Assignment: Only the line containing "Target: red bow" and the lines after it, through the end of the entries, should be output exactly.
<<<<
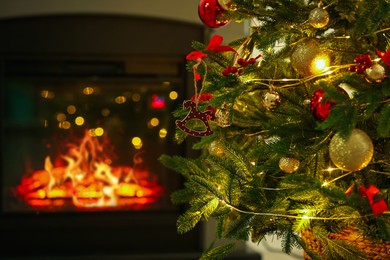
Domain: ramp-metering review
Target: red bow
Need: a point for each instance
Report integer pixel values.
(378, 207)
(385, 56)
>>>>
Worked solution:
Target: red bow
Need: a point for each instance
Report integer pixel values.
(378, 207)
(385, 56)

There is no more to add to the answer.